◆ Problem description: Below is the data. Give it again, complete and exact.

Recorded data
━━━━━━━━━━━━━━━━━━━━

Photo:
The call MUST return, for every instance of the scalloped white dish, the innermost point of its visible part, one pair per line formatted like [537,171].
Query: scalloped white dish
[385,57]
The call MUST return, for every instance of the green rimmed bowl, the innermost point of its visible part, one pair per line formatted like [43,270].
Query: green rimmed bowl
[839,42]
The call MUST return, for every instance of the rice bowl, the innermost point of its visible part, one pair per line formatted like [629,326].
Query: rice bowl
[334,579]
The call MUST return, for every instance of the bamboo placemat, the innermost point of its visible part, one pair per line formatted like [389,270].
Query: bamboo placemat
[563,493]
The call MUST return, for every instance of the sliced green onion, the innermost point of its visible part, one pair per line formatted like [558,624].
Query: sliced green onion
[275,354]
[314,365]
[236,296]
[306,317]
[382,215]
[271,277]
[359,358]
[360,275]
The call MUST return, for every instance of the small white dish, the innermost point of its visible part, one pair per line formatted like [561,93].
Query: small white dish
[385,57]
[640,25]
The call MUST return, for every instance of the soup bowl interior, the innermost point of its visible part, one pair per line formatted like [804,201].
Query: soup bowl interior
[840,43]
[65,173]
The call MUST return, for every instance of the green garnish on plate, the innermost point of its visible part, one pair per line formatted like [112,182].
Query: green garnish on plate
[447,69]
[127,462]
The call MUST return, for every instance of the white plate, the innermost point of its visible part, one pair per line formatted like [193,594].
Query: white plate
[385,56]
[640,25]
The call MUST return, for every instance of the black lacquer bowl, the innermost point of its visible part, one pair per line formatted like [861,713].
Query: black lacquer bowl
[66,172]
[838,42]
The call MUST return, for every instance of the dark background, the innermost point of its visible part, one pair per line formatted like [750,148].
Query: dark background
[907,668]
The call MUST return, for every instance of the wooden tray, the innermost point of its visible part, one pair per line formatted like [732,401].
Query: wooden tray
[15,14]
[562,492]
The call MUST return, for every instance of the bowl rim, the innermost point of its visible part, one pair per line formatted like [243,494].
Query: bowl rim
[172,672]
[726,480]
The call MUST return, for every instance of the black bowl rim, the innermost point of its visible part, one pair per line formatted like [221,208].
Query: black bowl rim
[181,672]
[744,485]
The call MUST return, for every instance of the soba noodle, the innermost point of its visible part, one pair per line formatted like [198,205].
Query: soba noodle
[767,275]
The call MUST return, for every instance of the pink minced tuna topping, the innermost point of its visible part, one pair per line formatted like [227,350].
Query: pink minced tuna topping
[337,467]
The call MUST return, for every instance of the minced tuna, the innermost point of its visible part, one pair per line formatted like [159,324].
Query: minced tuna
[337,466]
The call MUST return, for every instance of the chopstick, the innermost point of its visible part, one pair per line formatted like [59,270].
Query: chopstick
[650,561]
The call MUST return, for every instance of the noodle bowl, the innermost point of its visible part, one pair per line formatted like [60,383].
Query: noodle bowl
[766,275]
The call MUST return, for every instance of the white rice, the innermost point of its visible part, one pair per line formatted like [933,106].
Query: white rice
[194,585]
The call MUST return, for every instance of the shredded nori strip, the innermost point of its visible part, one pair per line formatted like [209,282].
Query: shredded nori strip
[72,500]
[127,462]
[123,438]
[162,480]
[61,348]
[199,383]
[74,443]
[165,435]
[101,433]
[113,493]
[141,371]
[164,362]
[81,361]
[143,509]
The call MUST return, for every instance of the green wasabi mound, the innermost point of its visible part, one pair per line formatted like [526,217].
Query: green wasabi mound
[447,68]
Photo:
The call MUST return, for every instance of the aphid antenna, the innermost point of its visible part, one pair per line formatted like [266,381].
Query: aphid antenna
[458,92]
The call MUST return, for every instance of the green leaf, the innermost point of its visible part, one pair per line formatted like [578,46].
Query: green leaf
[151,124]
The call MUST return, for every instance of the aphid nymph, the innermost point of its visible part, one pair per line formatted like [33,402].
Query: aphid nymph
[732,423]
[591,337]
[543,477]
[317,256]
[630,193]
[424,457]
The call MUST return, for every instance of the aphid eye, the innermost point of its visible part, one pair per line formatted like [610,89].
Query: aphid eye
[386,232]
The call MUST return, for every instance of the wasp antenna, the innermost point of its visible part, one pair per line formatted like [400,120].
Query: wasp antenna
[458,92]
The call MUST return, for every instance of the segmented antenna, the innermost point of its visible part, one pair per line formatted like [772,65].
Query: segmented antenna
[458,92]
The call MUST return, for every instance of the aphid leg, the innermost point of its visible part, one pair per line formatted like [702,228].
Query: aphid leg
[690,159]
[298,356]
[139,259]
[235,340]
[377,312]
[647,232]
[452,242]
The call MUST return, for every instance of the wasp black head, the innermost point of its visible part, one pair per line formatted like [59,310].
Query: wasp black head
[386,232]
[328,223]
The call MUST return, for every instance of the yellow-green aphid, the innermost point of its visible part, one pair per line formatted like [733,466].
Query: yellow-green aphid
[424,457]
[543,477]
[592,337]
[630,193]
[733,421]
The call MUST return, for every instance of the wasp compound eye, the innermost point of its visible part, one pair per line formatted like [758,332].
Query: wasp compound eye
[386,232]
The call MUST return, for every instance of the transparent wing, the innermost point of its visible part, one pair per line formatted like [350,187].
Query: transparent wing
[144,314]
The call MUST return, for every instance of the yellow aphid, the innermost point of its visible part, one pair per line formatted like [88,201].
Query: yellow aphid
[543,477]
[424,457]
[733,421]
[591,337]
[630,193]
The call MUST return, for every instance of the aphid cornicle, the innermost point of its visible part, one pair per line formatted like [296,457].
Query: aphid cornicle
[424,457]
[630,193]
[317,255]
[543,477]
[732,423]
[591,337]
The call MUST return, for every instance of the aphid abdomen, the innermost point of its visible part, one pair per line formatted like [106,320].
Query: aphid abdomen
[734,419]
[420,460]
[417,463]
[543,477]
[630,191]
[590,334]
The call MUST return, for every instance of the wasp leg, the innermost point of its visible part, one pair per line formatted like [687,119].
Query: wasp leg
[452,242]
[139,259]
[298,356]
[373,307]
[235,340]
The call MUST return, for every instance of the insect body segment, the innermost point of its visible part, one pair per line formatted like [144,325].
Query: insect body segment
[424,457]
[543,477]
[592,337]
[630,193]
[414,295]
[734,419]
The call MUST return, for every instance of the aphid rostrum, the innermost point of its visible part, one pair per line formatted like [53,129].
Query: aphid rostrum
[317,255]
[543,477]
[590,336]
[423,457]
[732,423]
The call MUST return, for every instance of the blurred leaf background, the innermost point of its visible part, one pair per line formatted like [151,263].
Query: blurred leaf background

━━━━━━━━━━━━━━━━━━━━

◆ Task solution:
Photo:
The call MUST return, for every instance of the scalloped white dish, the innermost point of its visible part, one pair per line formatted like [537,171].
Query: scalloped white dish
[385,57]
The call MUST return, for every instance of the green rimmed bowl, the innermost point of its visible part, one pair per line formatted like [43,270].
Query: green rimmed bowl
[839,42]
The call MUST return, for every instance of the rice bowl, the innermost point of its visible part, one pair per line formatted like [629,326].
Query: rice bowl
[334,579]
The call MUST return, for every instance of the bamboo placemat, the innermost point of its visible part, one pair per line formatted like [389,270].
Query: bamboo placemat
[563,493]
The call MUST return, for every instance of the sliced green onion, the innermost point of its visible part, one pair per line formatted like [558,624].
Query: sliced green onion
[275,354]
[314,365]
[236,296]
[306,317]
[382,215]
[271,277]
[359,358]
[360,275]
The call MUST return, for every instance of the small white dish, the innermost point of its visible part, one pair per line formatted like [561,93].
Query: small white dish
[385,57]
[640,25]
The call MUST return, for every instance of the soup bowl interior, the innermost point of its visible part, one pair per line formatted like [804,201].
Query: soup bowl interior
[840,43]
[65,173]
The call MUST return, for every instance of the green garnish on plate, the innermost point of its visible part, one pair per line formatted like [112,182].
Query: green garnish on plate
[447,69]
[127,462]
The call MUST return, for every instance of the white plate, the innermost point of its visible part, one pair per line formatted like [193,594].
Query: white plate
[385,56]
[640,25]
The call MUST return, for every instance of the black lacquer bowl, the innermost point of its visible part, one pair per line formatted like [861,713].
Query: black lacquer bowl
[66,172]
[838,42]
The call MUST return, for every instance of the dark background, the innermost point of its visible part, one pair per line formatted like [750,148].
Query: dark background
[907,668]
The call MUST return, for every instance of the wooden tray, the innermost point of its visible part, one pair per line formatted like [732,401].
Query: wooden tray
[15,14]
[562,492]
The call MUST return, for every instance of the bowl rim, the innermost point of its visible part, one pair per line formatted like [243,494].
Query: bowl rim
[172,672]
[726,480]
The call MUST return, for every instance of the black bowl rim, the innermost point of its visible part, one pair per line formatted like [221,208].
Query: black bowl rim
[181,672]
[744,485]
The call MUST return, for every instance of the soba noodle, the innermost point of its visible part, one pair per line formatted like [198,205].
Query: soba noodle
[767,275]
The call MUST return, for every instance of the pink minced tuna topping, the innermost point of its visible part, one pair per line formatted like [227,350].
Query: pink minced tuna topping
[337,467]
The call MUST return, for every instance of the minced tuna, the innermost point of its visible part, one pair per line formatted like [159,324].
Query: minced tuna
[337,466]
The call MUST return, for every instance of the chopstick, the innermost point of its visible part, one pair per line formatted like [59,270].
Query: chopstick
[650,561]
The call MUST return, for every instance of the noodle bowl, the innermost point of its visible part, one pair per line formatted like [60,383].
Query: noodle bowl
[766,275]
The call MUST return, for every instance of the white rice, the innermost point of its visible part, one pair per line formatted like [933,106].
Query: white rice
[194,585]
The call MUST return, for every instance of the shredded nori strip, the innermost point of its visible part, one pair per line formatted like [209,282].
Query: shredded nori strip
[72,500]
[127,462]
[123,438]
[162,480]
[61,348]
[199,383]
[74,443]
[165,435]
[101,433]
[113,493]
[141,371]
[164,362]
[81,361]
[143,509]
The call MUST return, for every instance of the green wasabi mound, the innermost point of its visible part, one pair per line formatted like [526,217].
Query: green wasabi mound
[447,68]
Photo:
The call MUST return, for every instance of the aphid antenna, the innermost point of its visible part, one pair per line formatted like [266,381].
Query: aphid antenna
[458,92]
The call MUST return, for every instance of the green leaf, the innermost point of its visible part, one pair per line formatted like [578,46].
Query: green leaf
[151,124]
The call MUST return, for every instance of the aphid nymph, the innermost point of its visible part, one pair per line formatted like [33,402].
Query: aphid nymph
[732,423]
[591,337]
[543,477]
[317,256]
[630,193]
[424,457]
The call MUST return, for every instance of the aphid eye, the innermost point of its visible part, one pair per line formatted like [610,89].
Query: aphid eye
[386,232]
The call MUST return, for every instance of the wasp antenna, the innermost point of its visible part, one pair per line formatted like [400,120].
Query: wasp antenna
[458,92]
The call MUST return, for every instance of the segmented antenna, the innermost point of its visible part, one pair per line formatted like [772,65].
Query: segmented antenna
[458,92]
The call MUST return, for every instance of the aphid leg, the innermost point of its visible part, one pair per line formatted like [702,228].
Query: aphid leg
[690,159]
[298,356]
[139,259]
[235,340]
[377,312]
[647,232]
[452,242]
The call MUST return, for every instance of the wasp black head, the innermost point of its visible part, one pair per line formatted like [59,310].
Query: wasp black head
[386,232]
[328,223]
The call MUST return, for every instance of the yellow-green aphid, the innermost point of its visible part, one pair per line formatted like [733,466].
Query: yellow-green aphid
[424,457]
[543,477]
[592,337]
[630,193]
[733,421]
The call MUST return, for every instance of the wasp compound eye, the innermost point of its visible part, one pair per line formatted like [758,332].
Query: wasp compound eye
[386,232]
The call MUST return, for every instance of the transparent wing, the innermost point of its visible part, one pair per line formatted like [350,187].
Query: transparent wing
[144,314]
The call MUST return, for every instance of the yellow aphid, the innermost point of its visible part, one pair per line formatted like [88,201].
Query: yellow aphid
[543,477]
[424,457]
[733,421]
[591,337]
[630,193]
The call MUST return, for every instance of the aphid cornicle, the innermost point of its visible part, one pair per line formatted like [296,457].
Query: aphid cornicle
[424,457]
[630,193]
[317,255]
[543,477]
[732,423]
[591,337]
The call MUST return, for every instance of the aphid abdomen, the innermost point of its visible part, one pair per line formatted like [106,320].
Query: aphid abdomen
[734,419]
[420,460]
[417,463]
[543,477]
[630,191]
[590,334]
The call MUST return, for every instance of the wasp leg, the innermost point of its visible part, one pair per line formatted like [687,119].
Query: wasp leg
[452,242]
[139,259]
[298,356]
[373,307]
[235,340]
The call MUST return, for every instance of the insect body segment, the innermost point of its visible part, one pair per line formatted like [144,325].
Query: insect body segment
[424,457]
[543,477]
[592,337]
[630,193]
[414,295]
[734,419]
The call MUST return, for every instance of the aphid rostrum, the innermost point of its visible part, one pair per line formatted like [53,129].
Query: aphid rostrum
[317,255]
[543,477]
[590,336]
[423,457]
[732,423]
The call MUST return, for every instance of the blurred leaf background, the innermost point of its visible part, one pair per line formatted like [151,263].
Query: blurred leaf background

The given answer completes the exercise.